» What to do
Reproduce every line of the material, starting at the first line and ending at the line containing "[440, 330, 472, 360]", with both ends included. Increase each predicted box coordinate by 85.

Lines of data
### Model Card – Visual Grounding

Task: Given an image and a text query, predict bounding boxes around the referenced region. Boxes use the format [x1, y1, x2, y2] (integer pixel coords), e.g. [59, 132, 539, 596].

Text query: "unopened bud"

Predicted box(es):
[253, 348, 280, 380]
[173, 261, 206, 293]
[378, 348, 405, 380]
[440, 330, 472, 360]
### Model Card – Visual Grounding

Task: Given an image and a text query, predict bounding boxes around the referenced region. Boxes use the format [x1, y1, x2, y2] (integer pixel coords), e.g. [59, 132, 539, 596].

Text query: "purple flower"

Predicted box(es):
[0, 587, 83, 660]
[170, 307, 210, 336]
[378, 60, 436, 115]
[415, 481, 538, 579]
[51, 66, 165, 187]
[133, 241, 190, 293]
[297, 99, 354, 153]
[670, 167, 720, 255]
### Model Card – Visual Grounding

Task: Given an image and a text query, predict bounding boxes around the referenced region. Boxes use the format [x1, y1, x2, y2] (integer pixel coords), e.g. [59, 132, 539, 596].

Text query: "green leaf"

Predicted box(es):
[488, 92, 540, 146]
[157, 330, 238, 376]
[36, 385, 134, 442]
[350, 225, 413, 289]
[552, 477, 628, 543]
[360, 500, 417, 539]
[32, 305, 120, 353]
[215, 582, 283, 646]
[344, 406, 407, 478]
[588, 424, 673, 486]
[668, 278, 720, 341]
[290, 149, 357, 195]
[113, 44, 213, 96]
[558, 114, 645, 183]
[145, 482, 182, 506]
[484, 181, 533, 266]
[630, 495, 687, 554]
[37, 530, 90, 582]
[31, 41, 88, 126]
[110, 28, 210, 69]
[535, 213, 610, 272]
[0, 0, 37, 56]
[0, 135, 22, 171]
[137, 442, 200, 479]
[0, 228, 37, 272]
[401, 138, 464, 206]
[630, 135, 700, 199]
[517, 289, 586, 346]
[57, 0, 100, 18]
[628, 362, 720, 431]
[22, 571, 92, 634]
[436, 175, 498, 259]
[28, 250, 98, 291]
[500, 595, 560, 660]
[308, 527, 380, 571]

» Result for this task
### Model Card – Visual Grounding

Task: Given an image and a text query, predict bounding boxes around the referenced region. Boxes use the format [x1, y1, x2, y2] (integer pixel coords), e.g. [59, 132, 539, 596].

Text query: "unopened bud"

Predicted box(es):
[338, 433, 365, 465]
[258, 346, 291, 378]
[463, 433, 490, 465]
[525, 415, 557, 445]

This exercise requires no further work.